* WHAT NEEDS TO BE DONE
Reproduce everything from "Most of my surgical" down to "of the body." in the essay below about surgical education in Nepal.

* PAGE EXTRACT
# # # # #
My husband has a passion for finding ignored projects that can make a big difference. Since moving to Nepal, he has worked on some maintenance projects that had been neglected long enough that they became renovation projects. He has installed smoke detectors and arranged fire extinguishers. He has now been working on a project to build a oxygen generator on the hospital compound (we currently truck in our oxygen along a landslide-prone road).
My kids are passionate about their friends and school. Zoe is passionate about school and meeting new people. Jacob and Angus are both passionate about minecraft (a construction based computer game), but Jacob also loves parkour and climbing. Angus is obsessed with lego.
Since I started surgical training, I have been passionate about education. I love talking to patients and helping them to understand their condition, empowering them in their treatment. But I am even more committed to teaching medical students and residents. I never understood as a student how exciting, interesting and challenging surgery can be. I left medical school thinking that smart, thinking doctors would get bored as surgeons. I think that we tend to teach surgery by stripping it down to mechanics, simplifying to make it easier to explain. By removing complexity, however, we make ourselves sound simple. Surgical education needs to convey the excitement, the thrill of a successful outcome, and even the fact that the simple mechanical solutions don’t always work.
The body is an amazing creation, and we have the opportunity to watch it move, and heal and adapt. Furthermore, we can learn to work alongside those adaptions to create good function. We can break the body to help heal it. We take advantage of healing to remove non-functional or diseased tissue. We work in teamwork with the body to achieve an outcome that both we and the patient desire. This job is not boring, or simple, but a chance to work in the presence of God. Even readers who don’t agree with my religious perspective have to accept that the body is a miracle, with unrivalled complexity, and that surgeons daily work in partnership with the physiological processes of the body itself. What an honour.
Despite this background, I didn’t realise that surgical education would be a focus of my work here in Nepal. Surgeons are desperate for education in Nepal, where typically knowledge is gained through experience.
Most of my surgical experience was developed in a formal, apprentice-like training program in Australia. After medical school, I spent nine years working in hospitals before I was fully qualified as a surgeon. I also spent a further three and a half years on a PhD, which was extra, but the nine years is pretty typical for surgical training. Some surgical specialties take even longer (cardiothoracics, for example). A lot of general surgeons go on to have further training in a subspecialty area, like hepatobiliary, or breast surgery, taking one or two or more years focussing on that area of the body.
In Nepal, surgical training is less available. Within the country, there are limited positions, which are difficult to access, and expensive. Many people leave Nepal and pay for training in another country. We have recently had a lot of surgeons come from training in China. Typically, these guys (have not met many Nepali surgical females yet) are taught in english (which is at least their second language) and learn mandarin/cantonese to speak to patients. They are often assigned to a single clinical unit and work not as a primary surgeon, but as an assistant. They learn surgery by observation. I know some surgeons who have managed to change their clinical unit to get a broader experience, but they have to be motivated to do that.
# # # # #
* THE DATA
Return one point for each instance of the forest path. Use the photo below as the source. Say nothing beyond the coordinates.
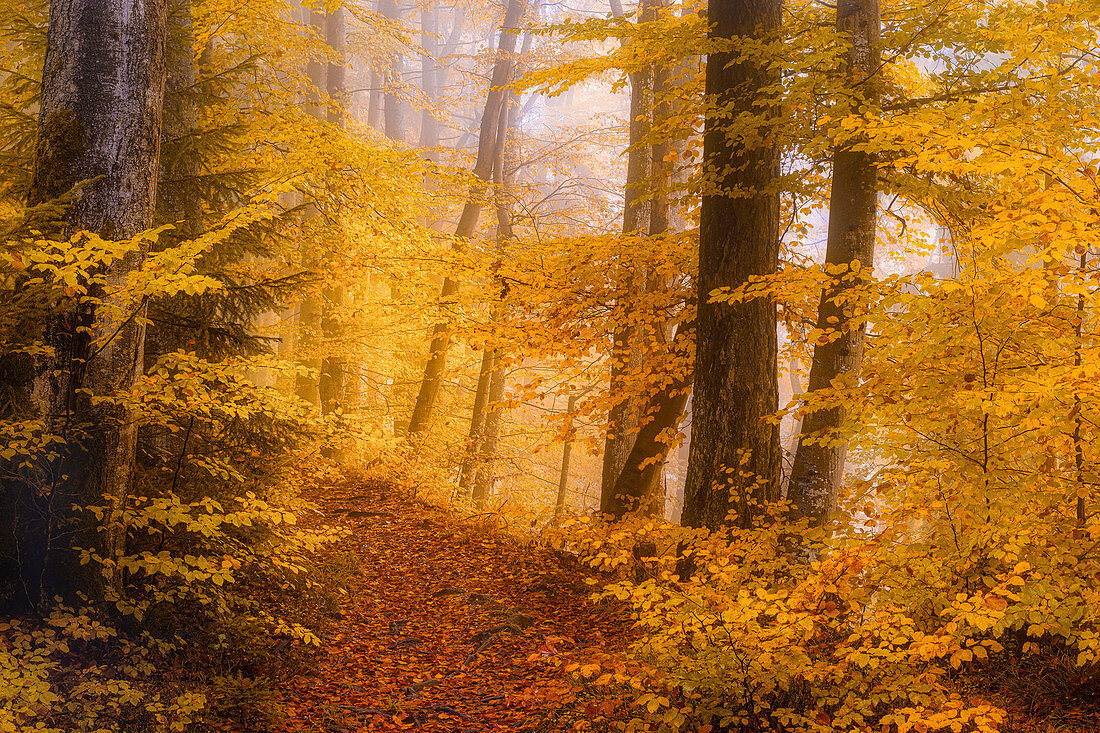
(447, 626)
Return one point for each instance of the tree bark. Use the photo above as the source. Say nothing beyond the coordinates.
(626, 341)
(310, 312)
(567, 449)
(735, 453)
(429, 78)
(331, 385)
(483, 481)
(818, 460)
(395, 111)
(495, 100)
(101, 108)
(477, 419)
(639, 484)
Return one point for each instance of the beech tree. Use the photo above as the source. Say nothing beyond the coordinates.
(99, 128)
(818, 460)
(495, 100)
(734, 461)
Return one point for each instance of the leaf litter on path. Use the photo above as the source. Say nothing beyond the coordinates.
(444, 627)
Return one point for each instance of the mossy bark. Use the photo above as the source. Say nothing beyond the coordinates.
(100, 117)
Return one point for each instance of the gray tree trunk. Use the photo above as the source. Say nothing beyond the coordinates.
(395, 111)
(639, 484)
(331, 385)
(734, 461)
(818, 461)
(567, 450)
(626, 341)
(471, 212)
(429, 80)
(310, 310)
(102, 95)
# # # # #
* EXERCISE SOLUTION
Most of my surgical experience was developed in a formal, apprentice-like training program in Australia. After medical school, I spent nine years working in hospitals before I was fully qualified as a surgeon. I also spent a further three and a half years on a PhD, which was extra, but the nine years is pretty typical for surgical training. Some surgical specialties take even longer (cardiothoracics, for example). A lot of general surgeons go on to have further training in a subspecialty area, like hepatobiliary, or breast surgery, taking one or two or more years focussing on that area of the body.